DESCRIPTION OF THE TASK:
Reproduce, word for word, the lines of the listing below, from the line containing "the small rocky" through the last line of the listing, including both of those lines.
— Begin MATERIAL PROVIDED —
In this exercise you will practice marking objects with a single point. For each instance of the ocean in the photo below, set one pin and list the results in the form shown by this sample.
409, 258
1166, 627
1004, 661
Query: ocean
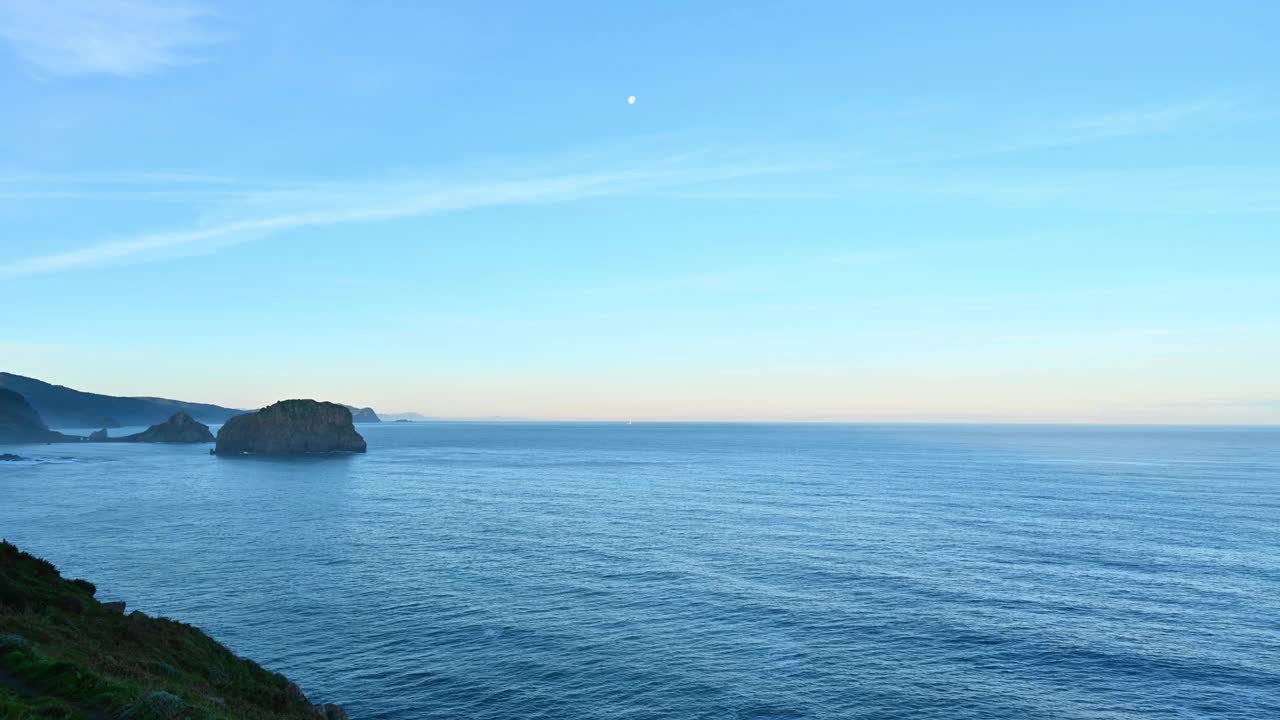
590, 572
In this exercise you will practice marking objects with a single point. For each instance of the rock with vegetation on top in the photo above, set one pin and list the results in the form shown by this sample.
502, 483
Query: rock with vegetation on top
76, 657
19, 423
179, 428
291, 427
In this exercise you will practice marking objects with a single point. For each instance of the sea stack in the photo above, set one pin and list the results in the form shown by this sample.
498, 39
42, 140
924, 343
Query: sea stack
291, 427
179, 428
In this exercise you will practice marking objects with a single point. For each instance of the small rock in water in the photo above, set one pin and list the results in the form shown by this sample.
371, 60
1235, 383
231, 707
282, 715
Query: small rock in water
329, 711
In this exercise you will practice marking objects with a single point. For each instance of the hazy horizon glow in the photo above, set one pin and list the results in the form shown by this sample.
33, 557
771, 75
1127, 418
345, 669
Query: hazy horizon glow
1004, 214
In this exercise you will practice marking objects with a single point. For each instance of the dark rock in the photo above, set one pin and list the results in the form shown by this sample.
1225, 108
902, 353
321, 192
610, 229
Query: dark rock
291, 427
179, 428
295, 693
362, 414
329, 711
19, 423
86, 586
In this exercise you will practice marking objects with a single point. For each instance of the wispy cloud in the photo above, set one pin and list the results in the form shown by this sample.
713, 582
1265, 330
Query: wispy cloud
350, 203
118, 37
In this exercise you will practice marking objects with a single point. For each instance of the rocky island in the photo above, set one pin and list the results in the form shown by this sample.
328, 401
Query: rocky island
291, 427
181, 428
19, 423
63, 654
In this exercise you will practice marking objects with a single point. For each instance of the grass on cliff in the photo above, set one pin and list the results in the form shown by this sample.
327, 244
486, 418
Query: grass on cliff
65, 655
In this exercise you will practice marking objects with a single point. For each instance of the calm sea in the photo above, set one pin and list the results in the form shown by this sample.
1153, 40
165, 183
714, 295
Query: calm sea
572, 572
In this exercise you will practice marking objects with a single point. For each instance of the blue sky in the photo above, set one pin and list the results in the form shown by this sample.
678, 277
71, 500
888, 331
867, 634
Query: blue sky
813, 212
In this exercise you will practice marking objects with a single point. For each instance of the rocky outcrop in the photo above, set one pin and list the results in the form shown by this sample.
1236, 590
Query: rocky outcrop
329, 711
291, 427
179, 428
19, 423
91, 660
362, 414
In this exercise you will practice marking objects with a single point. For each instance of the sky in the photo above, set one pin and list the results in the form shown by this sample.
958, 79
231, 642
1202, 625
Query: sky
845, 212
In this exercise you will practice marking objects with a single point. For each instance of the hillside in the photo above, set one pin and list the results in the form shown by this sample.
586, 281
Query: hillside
65, 655
65, 408
362, 414
19, 423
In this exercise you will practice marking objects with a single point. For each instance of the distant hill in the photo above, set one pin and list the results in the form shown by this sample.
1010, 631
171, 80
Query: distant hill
19, 423
408, 417
65, 408
362, 414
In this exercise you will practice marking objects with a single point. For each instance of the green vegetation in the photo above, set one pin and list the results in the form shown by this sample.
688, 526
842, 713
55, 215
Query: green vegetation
63, 654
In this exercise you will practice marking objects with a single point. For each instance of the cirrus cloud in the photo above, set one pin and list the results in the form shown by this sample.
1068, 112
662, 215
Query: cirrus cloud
117, 37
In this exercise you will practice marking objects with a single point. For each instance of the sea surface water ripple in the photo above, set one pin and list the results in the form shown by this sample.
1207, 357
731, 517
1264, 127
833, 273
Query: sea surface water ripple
589, 572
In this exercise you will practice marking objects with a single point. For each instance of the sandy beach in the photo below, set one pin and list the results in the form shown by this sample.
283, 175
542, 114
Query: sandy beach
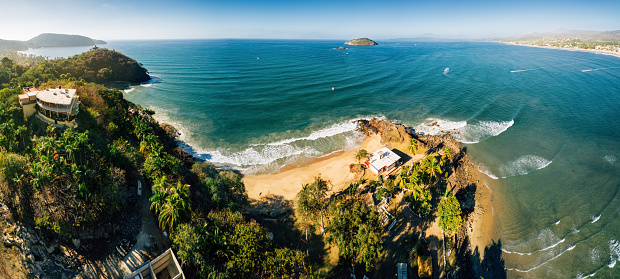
597, 51
288, 182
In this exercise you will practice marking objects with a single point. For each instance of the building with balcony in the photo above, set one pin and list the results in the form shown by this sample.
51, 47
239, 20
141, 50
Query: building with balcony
383, 161
57, 106
164, 266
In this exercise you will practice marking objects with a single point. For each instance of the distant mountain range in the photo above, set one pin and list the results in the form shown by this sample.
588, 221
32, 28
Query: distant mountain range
49, 40
588, 35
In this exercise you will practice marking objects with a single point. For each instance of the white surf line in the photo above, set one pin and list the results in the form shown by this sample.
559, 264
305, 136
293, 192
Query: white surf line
592, 70
545, 262
533, 69
569, 248
539, 250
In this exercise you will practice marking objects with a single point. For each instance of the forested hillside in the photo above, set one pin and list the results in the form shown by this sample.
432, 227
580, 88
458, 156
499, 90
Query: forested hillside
73, 185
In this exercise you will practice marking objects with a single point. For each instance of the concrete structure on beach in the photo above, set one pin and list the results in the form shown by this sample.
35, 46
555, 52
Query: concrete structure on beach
383, 161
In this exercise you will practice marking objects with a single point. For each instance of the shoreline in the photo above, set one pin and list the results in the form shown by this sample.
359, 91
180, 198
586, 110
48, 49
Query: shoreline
287, 182
596, 51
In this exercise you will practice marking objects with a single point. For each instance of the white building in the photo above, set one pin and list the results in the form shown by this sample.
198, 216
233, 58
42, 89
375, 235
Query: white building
164, 266
383, 161
56, 106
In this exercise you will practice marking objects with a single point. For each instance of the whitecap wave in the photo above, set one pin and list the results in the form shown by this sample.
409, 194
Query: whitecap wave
487, 172
483, 130
269, 157
464, 132
614, 252
540, 250
255, 156
336, 129
523, 165
611, 159
434, 126
543, 263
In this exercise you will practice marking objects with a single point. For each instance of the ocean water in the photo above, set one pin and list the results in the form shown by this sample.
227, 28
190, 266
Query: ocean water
543, 124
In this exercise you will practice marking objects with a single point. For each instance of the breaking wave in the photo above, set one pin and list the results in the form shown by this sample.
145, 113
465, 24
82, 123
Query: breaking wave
269, 157
464, 132
523, 165
614, 252
331, 131
543, 263
611, 159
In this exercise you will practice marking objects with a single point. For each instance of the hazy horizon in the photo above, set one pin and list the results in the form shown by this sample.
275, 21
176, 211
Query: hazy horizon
278, 19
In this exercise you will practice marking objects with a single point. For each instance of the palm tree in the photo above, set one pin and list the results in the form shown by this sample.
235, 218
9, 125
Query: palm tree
176, 206
413, 148
431, 167
171, 202
361, 154
446, 154
159, 198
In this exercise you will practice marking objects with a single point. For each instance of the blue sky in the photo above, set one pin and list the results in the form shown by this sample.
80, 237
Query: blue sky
295, 19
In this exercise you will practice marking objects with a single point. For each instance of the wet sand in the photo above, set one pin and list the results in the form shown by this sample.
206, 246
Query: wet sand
289, 180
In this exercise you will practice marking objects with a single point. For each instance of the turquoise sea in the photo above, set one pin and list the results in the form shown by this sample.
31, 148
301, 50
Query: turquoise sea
543, 124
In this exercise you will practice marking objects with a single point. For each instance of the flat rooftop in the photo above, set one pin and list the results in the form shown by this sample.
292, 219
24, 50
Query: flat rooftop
383, 158
57, 96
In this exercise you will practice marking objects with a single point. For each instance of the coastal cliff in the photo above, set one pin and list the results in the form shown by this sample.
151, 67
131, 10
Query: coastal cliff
462, 179
49, 40
361, 42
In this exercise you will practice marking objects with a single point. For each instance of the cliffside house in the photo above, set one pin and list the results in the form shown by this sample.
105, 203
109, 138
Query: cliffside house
164, 266
383, 161
57, 106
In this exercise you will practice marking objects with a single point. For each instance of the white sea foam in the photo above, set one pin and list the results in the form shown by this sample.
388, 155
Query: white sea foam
463, 131
331, 131
543, 263
523, 165
253, 156
487, 172
614, 252
611, 159
269, 157
540, 250
482, 130
434, 126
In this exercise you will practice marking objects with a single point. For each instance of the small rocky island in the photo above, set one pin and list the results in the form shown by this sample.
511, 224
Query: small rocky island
361, 42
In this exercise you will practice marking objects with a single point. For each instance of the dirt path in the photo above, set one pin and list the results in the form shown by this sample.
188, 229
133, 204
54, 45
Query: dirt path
150, 242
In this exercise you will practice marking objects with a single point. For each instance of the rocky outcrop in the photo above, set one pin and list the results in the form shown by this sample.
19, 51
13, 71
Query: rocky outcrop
42, 259
361, 42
— End MATERIAL PROVIDED —
WRITTEN ANSWER:
In this exercise you will practice marking objects with a single point. For each instance of the small rocky island in the photo above, set one pin and list the results in the form shown by this sample.
511, 224
Query: small rocky island
361, 42
In this exercise you will practice marking objects with a single point. For each instance of the dirt path in the photo above, set one pin and list the results in the form shown by this sample.
188, 229
133, 204
54, 45
Query: dirt path
150, 242
In this exercise you will practice marking objects with a single point. For each instance of the rocky outcrop in the photo above, set one pin and list the results in the form shown by this sample.
19, 51
13, 71
Query: rocky outcrop
42, 259
361, 42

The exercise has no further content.